**Cosa si chiede:**
Prosegui il testo sulle stazioni della Linea 1 della metropolitana di Napoli dal punto in cui si interrompe.

**Sezione del testo:**
::::::
Un pozzo che per la sua struttura – a sezione circolare – ricorda lo storico Pozzo di San Patrizio, costruito a Orvieto, nel XVI secolo. Mosaici e altorilievi. Un “cratere di luce” che quasi a sfiorare il cielo porta luminosità fin dentro la profondità della terra. Sono solo alcune delle meraviglie architettoniche della metropolitana di Napoli, Linea 1, e che si trovano nelle stazioni Capodichino, Materdei, Toledo. Portano la firma di grandi architetti, e nascono dalle abilità realizzative del Gruppo Webuild.
La Linea 1 del metrò partenopeo è un’infrastruttura strategica per il capoluogo campano, utilizzata in media ogni giorno da 135mila persone per raggiungere zone opposte della città. La stazione Capodichino, realizzata da Webuild, leader di un consorzio costituito insieme a Moccia Irme, storica azienda del territorio campano, per conto di Metropolitana di Napoli S.p.A. e del Comune di Napoli, si trova a pochi metri dall’omonimo aeroporto napoletano. É l’ultima in costruzione dell’intero tracciato e permetterà di collegare nel giro di pochi minuti lo scalo con il centro della città: un collegamento diretto metropolitano l’aeroporto, il porto e la rete ferroviaria, inclusa l’alta velocità.
Capodichino, il pozzo di San Patrizio che sbuca nel futuro
Hanno pensato al Pozzo di San Patrizio i progettisti dello studio inglese RSHP disegnando il progetto della stazione di Capodichino. E oggi, che i lavori si stanno per concludere, quel pozzo rivive in tutte le caratteristiche dell’opera: la sezione circolare, i suoi 50 metri di profondità, le scale elicoidali posizionate sulle pareti laterali.
::::::
**Righe fornite:**
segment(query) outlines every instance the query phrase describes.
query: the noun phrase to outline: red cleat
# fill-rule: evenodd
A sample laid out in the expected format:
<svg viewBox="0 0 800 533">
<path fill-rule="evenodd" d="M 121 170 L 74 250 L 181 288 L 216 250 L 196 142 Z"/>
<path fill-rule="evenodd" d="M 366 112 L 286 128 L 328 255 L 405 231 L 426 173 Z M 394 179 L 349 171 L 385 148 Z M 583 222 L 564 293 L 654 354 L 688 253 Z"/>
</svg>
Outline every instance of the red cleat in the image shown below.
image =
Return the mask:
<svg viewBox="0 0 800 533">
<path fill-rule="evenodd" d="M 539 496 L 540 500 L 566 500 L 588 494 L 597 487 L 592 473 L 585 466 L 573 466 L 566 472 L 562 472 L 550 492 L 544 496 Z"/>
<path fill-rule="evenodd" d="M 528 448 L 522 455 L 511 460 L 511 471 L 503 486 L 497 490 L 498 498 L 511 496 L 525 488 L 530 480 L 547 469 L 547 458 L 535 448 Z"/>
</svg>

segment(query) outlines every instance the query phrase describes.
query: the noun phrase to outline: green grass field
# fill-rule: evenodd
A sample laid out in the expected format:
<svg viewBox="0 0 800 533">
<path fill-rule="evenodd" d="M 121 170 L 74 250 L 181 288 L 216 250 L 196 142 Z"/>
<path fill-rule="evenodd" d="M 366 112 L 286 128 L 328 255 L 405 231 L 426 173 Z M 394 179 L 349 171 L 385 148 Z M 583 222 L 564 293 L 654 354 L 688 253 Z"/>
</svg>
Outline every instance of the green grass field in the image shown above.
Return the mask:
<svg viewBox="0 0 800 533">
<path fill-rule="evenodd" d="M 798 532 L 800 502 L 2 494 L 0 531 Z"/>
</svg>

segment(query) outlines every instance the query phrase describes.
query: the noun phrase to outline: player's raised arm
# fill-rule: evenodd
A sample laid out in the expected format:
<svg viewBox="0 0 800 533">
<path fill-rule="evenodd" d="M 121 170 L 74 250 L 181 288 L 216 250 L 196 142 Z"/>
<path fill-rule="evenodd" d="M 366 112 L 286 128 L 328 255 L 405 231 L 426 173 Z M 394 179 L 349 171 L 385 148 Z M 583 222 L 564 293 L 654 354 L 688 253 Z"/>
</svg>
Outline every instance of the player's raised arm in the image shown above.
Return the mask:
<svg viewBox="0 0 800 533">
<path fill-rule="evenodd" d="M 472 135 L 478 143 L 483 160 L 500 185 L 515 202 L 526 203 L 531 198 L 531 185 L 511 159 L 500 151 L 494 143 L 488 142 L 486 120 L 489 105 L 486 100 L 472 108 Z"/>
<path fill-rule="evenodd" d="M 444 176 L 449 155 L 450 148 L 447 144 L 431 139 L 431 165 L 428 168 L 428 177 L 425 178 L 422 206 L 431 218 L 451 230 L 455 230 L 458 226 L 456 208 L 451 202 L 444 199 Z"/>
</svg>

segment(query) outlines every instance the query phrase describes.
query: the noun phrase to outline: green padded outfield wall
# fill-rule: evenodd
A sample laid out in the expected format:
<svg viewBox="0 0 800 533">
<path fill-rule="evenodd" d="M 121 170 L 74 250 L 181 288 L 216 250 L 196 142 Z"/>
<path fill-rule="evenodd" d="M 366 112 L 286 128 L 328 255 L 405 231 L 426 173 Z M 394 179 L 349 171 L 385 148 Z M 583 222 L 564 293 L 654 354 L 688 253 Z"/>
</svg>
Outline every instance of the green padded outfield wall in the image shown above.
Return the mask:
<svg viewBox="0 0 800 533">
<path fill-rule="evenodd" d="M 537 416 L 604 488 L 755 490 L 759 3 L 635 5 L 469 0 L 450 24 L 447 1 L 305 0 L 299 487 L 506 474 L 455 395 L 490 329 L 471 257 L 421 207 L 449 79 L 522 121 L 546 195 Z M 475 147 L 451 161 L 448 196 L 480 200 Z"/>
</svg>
::::::
**Risposta al compito:**
Oggi in cantiere i tecnici di Webuild sono al lavoro sul posizionamento della copertura simile ad hangar, di colore blu e arancione che assomiglia a quella del Meccano, con una pianta di 57 per 50 metri, che è un’altra peculiarità di questa stazione, il cui ingresso è al piano stradale e non nel sotterraneo. Un’opera grandiosa, e un incredibile biglietto di benvenuto che la città di Napoli offre a tutti visitatori appena atterrati.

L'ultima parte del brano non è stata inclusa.